• [Data listing]:
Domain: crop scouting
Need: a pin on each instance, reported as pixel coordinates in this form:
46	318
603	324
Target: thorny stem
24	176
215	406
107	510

• [Exercise objective]: Retype all of the entries above word for word, keeping every line and number unchanged.

• [Task answer]:
Domain: crop scouting
Need: a pin on each instance, reported as pixel coordinates in this form:
46	318
603	324
Target: thorny stem
24	176
215	406
107	510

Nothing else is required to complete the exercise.